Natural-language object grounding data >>
*** Begin section ***

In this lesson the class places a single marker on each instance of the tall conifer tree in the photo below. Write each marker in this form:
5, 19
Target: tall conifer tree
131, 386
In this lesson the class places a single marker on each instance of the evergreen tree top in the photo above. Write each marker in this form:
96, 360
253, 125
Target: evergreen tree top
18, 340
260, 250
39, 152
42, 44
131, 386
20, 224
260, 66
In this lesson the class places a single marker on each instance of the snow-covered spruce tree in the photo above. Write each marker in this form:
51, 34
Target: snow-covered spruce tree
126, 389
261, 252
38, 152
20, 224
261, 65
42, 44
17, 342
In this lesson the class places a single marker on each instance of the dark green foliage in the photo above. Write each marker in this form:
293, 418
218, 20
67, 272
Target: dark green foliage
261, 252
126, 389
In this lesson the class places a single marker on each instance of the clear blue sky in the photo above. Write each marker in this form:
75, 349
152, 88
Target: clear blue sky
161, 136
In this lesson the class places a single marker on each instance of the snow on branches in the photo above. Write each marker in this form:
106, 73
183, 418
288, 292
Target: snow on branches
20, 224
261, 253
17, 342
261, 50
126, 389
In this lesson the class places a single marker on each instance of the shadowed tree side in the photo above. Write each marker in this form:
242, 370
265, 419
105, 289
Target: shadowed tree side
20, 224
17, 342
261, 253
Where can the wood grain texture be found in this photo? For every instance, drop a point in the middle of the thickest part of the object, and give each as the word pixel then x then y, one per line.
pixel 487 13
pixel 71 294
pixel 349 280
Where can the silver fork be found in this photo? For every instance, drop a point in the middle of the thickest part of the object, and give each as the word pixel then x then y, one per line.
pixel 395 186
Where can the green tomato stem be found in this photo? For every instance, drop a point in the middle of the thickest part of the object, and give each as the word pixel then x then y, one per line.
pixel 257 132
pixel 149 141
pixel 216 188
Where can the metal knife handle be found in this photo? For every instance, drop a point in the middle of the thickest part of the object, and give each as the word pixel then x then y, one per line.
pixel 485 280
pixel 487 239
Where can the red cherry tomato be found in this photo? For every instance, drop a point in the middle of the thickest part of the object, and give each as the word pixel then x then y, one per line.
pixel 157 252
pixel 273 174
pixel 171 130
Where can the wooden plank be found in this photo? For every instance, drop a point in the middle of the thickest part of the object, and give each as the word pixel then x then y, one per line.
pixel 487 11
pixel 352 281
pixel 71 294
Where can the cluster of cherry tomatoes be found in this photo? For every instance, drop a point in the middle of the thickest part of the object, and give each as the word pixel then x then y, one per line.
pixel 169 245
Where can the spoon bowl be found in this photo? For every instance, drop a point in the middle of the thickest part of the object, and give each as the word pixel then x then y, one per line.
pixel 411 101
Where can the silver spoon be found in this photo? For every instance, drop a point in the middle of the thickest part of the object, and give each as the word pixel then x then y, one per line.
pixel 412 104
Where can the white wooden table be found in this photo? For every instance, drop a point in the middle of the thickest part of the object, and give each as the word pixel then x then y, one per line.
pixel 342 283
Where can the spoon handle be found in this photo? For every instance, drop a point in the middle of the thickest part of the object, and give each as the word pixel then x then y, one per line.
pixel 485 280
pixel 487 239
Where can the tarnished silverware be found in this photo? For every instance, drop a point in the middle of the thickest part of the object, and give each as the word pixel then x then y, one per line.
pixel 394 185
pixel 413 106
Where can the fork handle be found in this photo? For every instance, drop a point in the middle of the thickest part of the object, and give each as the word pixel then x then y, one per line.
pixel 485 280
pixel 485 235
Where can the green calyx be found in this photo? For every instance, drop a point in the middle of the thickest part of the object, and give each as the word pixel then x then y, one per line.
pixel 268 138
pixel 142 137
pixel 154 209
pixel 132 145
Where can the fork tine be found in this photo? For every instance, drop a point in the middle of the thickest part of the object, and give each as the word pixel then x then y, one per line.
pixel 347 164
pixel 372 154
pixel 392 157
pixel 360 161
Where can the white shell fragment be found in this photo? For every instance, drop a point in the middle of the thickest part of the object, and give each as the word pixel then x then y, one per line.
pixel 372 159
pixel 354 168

*** End section ***

Repeat all the entries exactly as given.

In this lesson the class places a single marker on each instance of the tall conifer tree in the photo below. Write each marker in this form:
5, 19
Target: tall conifer tree
131, 386
In this lesson the class places a single marker on each instance of the evergreen tree top in the photo above. Write each marker in this form:
96, 360
253, 125
Target: evergreen tree top
18, 340
260, 250
39, 152
42, 44
131, 386
20, 224
260, 66
In this lesson the class places a single marker on each instance of the snow-covered spruce tree in the photo above. Write each marker in this form:
51, 34
Target: snow-covered spruce tree
126, 389
261, 252
38, 152
20, 224
261, 65
42, 44
17, 342
In this lesson the class places a single marker on each instance of the dark green foliage in the photo above. Write each marker in this form:
293, 418
218, 20
67, 272
Target: dark green foliage
261, 252
126, 389
In this lesson the class places a single marker on each instance of the clear blue sky in the photo above. Write each marker in this form:
75, 349
152, 88
Target: clear blue sky
161, 136
In this lesson the class places a single marker on each instance of the snow on branches in the photo above. Write each marker in this form:
106, 73
183, 418
288, 292
Target: snow on branches
20, 224
261, 253
17, 342
261, 50
126, 389
In this lesson the class places a single marker on each instance of the shadowed tree side in the photo above. Write each marker in this form:
242, 370
265, 419
105, 289
Target: shadowed tree side
20, 224
17, 342
261, 253
Where can the wood grain texture be found in this photo? For every instance, drop a point in the middle of the thickest part of the object, and give each as the word pixel then x then y, one per line.
pixel 487 13
pixel 71 294
pixel 349 280
Where can the silver fork be found in this photo? For every instance, drop a point in the middle of the thickest part of the object, and give each as the word pixel then x then y, one per line.
pixel 395 186
Where can the green tomato stem be found in this photo? For every instance, drop a point in the middle of the thickest part of the object, and give each as the word pixel then x then y, one per line.
pixel 257 132
pixel 149 141
pixel 216 188
Where can the metal knife handle be found in this photo? For every instance, drop a point in the middle of the thickest part of the object, and give each as the word pixel then x then y, one per line.
pixel 485 280
pixel 487 239
Where can the red cherry tomato be found in this photo? For every instance, drop a point in the middle of the thickest part of the object, and give each as the word pixel then x then y, one per line.
pixel 157 252
pixel 273 174
pixel 171 130
Where can the wooden plank be found in this photo? For every instance, drop a point in the middle of the thickest part of the object, and give each as the word pixel then x then y, one per line.
pixel 487 11
pixel 352 281
pixel 71 294
Where can the cluster of cherry tomatoes be found in this photo? For every instance, drop a point in the middle of the thickest part of the object, and give each as the word pixel then x then y, one per line.
pixel 169 245
Where can the spoon bowl be found in this photo? For every instance, drop a point in the middle of the thickest part of the object, and give each as the word pixel then x then y, one per line.
pixel 411 101
Where can the silver spoon be found in this photo? For every instance, drop a point in the middle of the thickest part of the object, and give each as the word pixel then x then y, one per line.
pixel 412 104
Where can the white wooden table be found in this photo? For every instance, drop a point in the middle of the thickest part of the object, and give each as the word pixel then x then y, one per line.
pixel 342 283
Where can the spoon handle be found in this photo? For every instance, drop a point in the middle of the thickest part of the object, and give each as the word pixel then x then y, one per line.
pixel 485 280
pixel 487 239
Where can the tarnished silverware be found in this photo? For every instance, drop a point in the middle of the thickest part of the object, and give each as the word pixel then x then y, one per line.
pixel 394 185
pixel 413 106
Where can the fork handle be found in this photo? For every instance, drop a point in the middle of the thickest part of the object, and give each as the word pixel then x then y, one per line.
pixel 485 280
pixel 485 235
Where can the green calyx be found in this photo? For every instance, drop a point in the middle of the thickest part of the object, and give each as the word pixel then x then y, one per line.
pixel 268 138
pixel 142 137
pixel 154 209
pixel 132 145
Where can the fork tine be found in this photo? For every instance, drop a point in the middle of the thickest part of the object, and give each as the word pixel then x then y, one per line.
pixel 347 164
pixel 372 154
pixel 392 157
pixel 360 161
Where can the white shell fragment be found in this photo? For every instance, drop a point in the middle of the thickest part of the object, and give each as the word pixel then x then y, one per line.
pixel 372 159
pixel 354 168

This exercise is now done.